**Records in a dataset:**
_ _ _ _ _ _ _

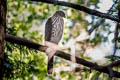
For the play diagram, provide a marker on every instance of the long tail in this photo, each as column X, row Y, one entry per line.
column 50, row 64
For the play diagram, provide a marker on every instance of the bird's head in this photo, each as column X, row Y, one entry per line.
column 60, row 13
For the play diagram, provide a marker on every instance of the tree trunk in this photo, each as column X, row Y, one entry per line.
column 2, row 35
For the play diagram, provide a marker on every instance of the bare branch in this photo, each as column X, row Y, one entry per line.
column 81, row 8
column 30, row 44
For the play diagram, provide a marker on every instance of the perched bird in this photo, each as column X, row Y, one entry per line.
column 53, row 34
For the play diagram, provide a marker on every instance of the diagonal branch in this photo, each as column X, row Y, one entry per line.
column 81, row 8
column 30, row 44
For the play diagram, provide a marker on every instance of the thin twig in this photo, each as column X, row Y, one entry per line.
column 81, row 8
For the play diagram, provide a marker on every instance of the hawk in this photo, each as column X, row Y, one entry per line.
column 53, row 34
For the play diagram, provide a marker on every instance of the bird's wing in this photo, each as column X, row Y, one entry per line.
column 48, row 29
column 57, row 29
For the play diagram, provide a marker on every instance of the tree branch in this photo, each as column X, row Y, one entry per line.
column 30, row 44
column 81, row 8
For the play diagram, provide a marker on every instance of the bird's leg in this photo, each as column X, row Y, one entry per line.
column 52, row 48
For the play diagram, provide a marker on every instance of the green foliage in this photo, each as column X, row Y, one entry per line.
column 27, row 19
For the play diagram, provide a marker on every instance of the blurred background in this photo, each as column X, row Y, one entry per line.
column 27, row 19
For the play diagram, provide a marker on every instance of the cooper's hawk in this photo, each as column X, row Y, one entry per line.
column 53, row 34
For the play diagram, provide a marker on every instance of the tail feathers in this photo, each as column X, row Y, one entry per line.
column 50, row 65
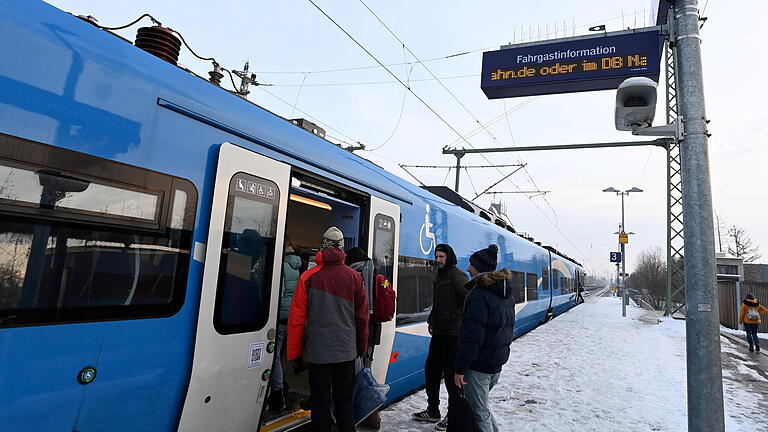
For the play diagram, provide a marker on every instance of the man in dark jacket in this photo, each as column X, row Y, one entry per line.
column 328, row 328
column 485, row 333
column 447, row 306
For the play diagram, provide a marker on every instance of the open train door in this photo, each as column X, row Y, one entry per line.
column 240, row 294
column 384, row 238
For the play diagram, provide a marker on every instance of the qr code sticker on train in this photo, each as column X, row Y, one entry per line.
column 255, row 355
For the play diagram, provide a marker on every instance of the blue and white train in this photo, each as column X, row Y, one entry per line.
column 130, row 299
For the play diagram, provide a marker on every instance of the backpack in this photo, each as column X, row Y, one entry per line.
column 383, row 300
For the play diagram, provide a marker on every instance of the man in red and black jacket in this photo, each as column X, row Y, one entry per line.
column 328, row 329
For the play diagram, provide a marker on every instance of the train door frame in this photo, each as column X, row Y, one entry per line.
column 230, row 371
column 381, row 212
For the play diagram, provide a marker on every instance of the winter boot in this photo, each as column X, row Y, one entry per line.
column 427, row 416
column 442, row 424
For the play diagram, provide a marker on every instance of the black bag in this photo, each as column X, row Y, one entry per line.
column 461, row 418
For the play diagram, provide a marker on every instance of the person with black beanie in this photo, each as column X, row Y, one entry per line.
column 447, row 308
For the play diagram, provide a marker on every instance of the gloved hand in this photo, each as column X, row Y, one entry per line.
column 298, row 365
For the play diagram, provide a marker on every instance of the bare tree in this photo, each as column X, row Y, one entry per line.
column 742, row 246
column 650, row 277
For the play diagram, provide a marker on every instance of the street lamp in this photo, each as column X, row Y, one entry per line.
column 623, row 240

_ _ _ _ _ _ _

**DIRECTIONS FOR THIS TASK:** Could you copy all of the records above word for word, leaving out the pictures?

**THE SOLUTION:**
For the play diagram, provide a marker on every instance of the long tail in this photo, each as column X, row Y, one entry per line.
column 50, row 64
For the play diagram, provide a marker on every instance of the bird's head in this photo, each as column X, row Y, one entry per line.
column 60, row 13
For the play diagram, provide a marker on every instance of the tree trunk in this photo, each as column X, row Y, one entry per line.
column 2, row 35
For the play diagram, provide a marker on every instance of the bare branch in this photo, each as column X, row Y, one entry per line.
column 81, row 8
column 30, row 44
For the play diagram, provide a marker on every instance of the perched bird in this photo, each as column X, row Y, one entry per line.
column 53, row 34
For the play diagram, provide a marker on every instance of the diagonal branch in this photo, each as column X, row Y, one entry per line.
column 81, row 8
column 30, row 44
For the play diagram, provide a marker on every instance of the thin twig in this photo, each as column X, row Y, one entry per line.
column 81, row 8
For the play diagram, provide a marker on every instance of the hawk in this photo, each as column X, row Y, one entry per line.
column 53, row 34
For the play diagram, provide a marker on every instance of the bird's wing in this photo, each as column X, row Y, one entry per line.
column 48, row 29
column 57, row 29
For the play diagram, provide a marker on every instance of the tree branch in this photo, each as column X, row Y, one entry per line.
column 30, row 44
column 81, row 8
For the play diagram, provide a marker on every instance of the bird's leg in this photo, each as column X, row Y, one entry per line.
column 52, row 48
For the play diagram, provide a marker on every instance of the green foliage in this photo, each as column X, row Y, one entry per line.
column 27, row 19
For the play diagram, provide a marker on every instance of the blurred background in this photo, each as column X, row Y, one entry per line.
column 27, row 19
For the play diagram, provide a marker on every instance of the cooper's hawk in this photo, each as column X, row Y, one entry per line.
column 53, row 34
For the play diagram, provide a marker on every instance of the tail feathers in this photo, each as column X, row Y, one entry per line.
column 50, row 65
For the play diagram, provide a marker on every instance of the man in dark jacket in this photo, each as column X, row Y, one entry per line.
column 328, row 328
column 485, row 333
column 447, row 306
For the play diagram, provide a marker on every instance of the open train door in this photo, each as column X, row Y, one entry per line.
column 240, row 294
column 384, row 238
For the play diagram, provide a marker on every instance of the qr code sticker on train in this photo, each as column X, row Y, one entry per line.
column 255, row 355
For the play diagram, provide a marker on every instance of the blue and white train in this photo, each as column X, row Y, one entry per line.
column 130, row 299
For the play diagram, provide a marker on every instance of the backpack in this photo, each as column X, row Y, one entry per line.
column 383, row 300
For the play diagram, provide a marker on every instance of the man in red and black jacket in this photo, each as column X, row Y, one entry per line.
column 328, row 329
For the play diagram, provide a marker on every instance of the train door frame in this photo, each as column X, row Y, one entry per line.
column 230, row 371
column 381, row 212
For the play diagram, provide a marker on every instance of the winter boot in this photo, each as column X, row Y, one entry per line.
column 427, row 416
column 442, row 424
For the play diagram, provide a marker on every instance of the black bag in this photo, each as column X, row Y, one entry per line.
column 461, row 418
For the play diagram, provide a marker on every instance of the person with black beanie in this photo, each as column X, row Y, one entry per line.
column 447, row 308
For the play diagram, provide a marker on every instance of the gloved hand in this photo, each as column X, row Y, one entry per line.
column 298, row 365
For the play diagram, provide a marker on every instance of the bare tree in this photo, each as column X, row Y, one entry per line.
column 742, row 246
column 650, row 277
For the play diagram, provide a marker on every instance of the street lamp in this photo, each as column X, row Y, one entry per line.
column 623, row 240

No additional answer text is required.